Extracted material: Begin

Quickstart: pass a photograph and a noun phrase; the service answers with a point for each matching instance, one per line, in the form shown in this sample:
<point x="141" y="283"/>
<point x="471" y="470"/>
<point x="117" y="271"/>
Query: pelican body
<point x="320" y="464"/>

Extracted material: End
Extracted material: Begin

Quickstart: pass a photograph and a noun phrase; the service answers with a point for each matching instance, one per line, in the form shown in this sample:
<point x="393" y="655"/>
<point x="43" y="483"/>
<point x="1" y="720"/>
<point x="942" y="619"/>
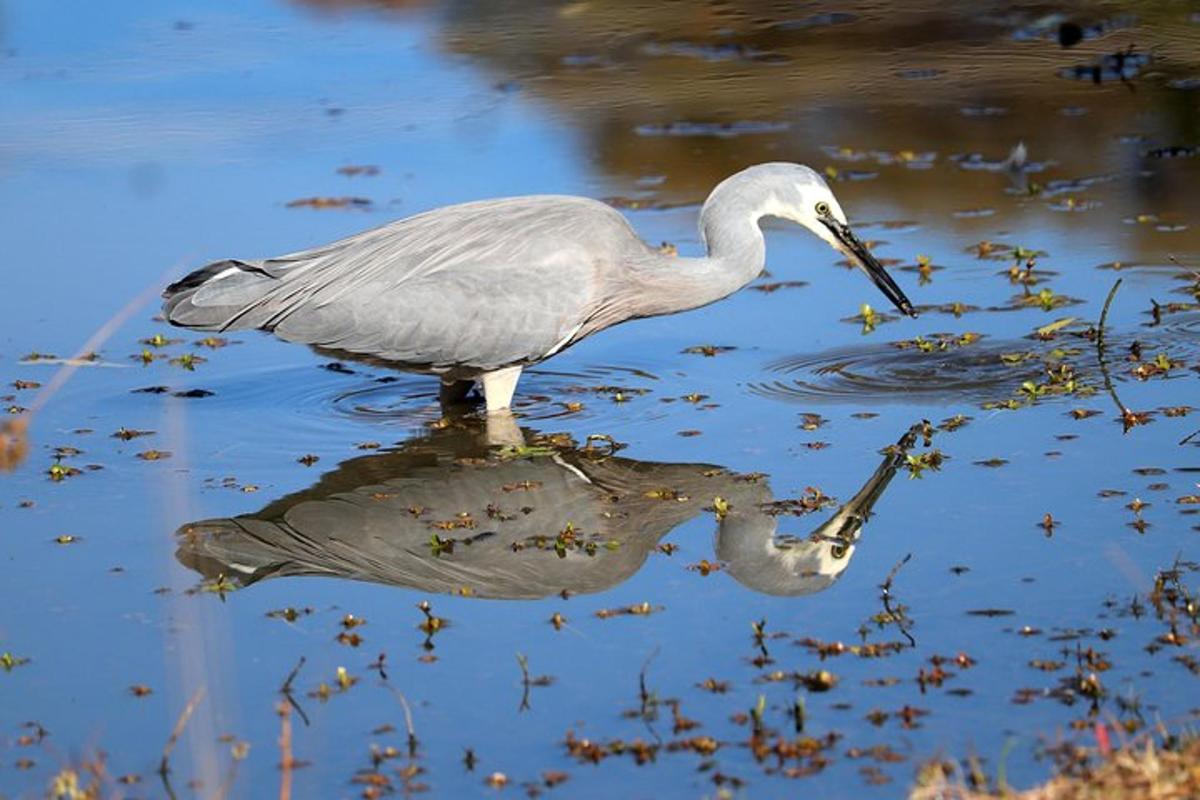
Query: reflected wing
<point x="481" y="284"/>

Extracted material: End
Extracted material: Begin

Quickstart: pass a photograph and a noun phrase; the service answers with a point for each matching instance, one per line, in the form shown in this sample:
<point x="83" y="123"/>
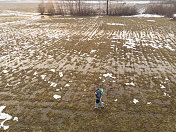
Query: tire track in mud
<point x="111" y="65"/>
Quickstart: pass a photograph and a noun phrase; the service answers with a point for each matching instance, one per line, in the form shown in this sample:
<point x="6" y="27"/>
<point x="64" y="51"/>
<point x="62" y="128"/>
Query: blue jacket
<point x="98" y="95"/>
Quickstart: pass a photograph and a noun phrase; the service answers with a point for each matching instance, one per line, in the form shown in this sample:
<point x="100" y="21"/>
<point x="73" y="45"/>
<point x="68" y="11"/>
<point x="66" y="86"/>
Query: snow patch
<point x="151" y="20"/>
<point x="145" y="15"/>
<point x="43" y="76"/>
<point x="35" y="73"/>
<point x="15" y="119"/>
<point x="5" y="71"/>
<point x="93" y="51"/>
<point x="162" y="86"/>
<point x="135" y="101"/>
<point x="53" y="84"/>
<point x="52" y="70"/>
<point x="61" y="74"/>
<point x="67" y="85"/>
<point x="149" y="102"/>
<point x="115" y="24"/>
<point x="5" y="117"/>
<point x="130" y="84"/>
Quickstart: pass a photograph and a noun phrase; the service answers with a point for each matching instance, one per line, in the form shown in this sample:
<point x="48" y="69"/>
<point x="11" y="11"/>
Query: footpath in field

Extracted material: End

Reproduce, word for word and in full, only the lines above that start at the line with "Query: snow patch" and run through the line with "Query: footpath in field", both ends included.

Result below >>
Query: snow patch
<point x="151" y="20"/>
<point x="145" y="15"/>
<point x="43" y="76"/>
<point x="35" y="73"/>
<point x="15" y="119"/>
<point x="5" y="71"/>
<point x="93" y="51"/>
<point x="162" y="86"/>
<point x="135" y="101"/>
<point x="53" y="84"/>
<point x="52" y="70"/>
<point x="61" y="74"/>
<point x="67" y="85"/>
<point x="149" y="102"/>
<point x="115" y="24"/>
<point x="5" y="117"/>
<point x="130" y="84"/>
Quickstart: pass a photograph and a noun phrase; the service answers with a point for each matching instance, one per line, in the form shown in this sample:
<point x="48" y="69"/>
<point x="11" y="11"/>
Query: footpath in field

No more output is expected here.